[TRY IT] Each line below is to be written out once more, precisely as given.
-.-.-
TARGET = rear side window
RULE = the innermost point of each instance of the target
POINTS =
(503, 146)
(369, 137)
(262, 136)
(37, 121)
-.-.-
[THE COMPLETED TASK]
TARGET = rear side window
RULE = the innermost point of each instance of the target
POINTS =
(503, 146)
(369, 137)
(262, 136)
(37, 121)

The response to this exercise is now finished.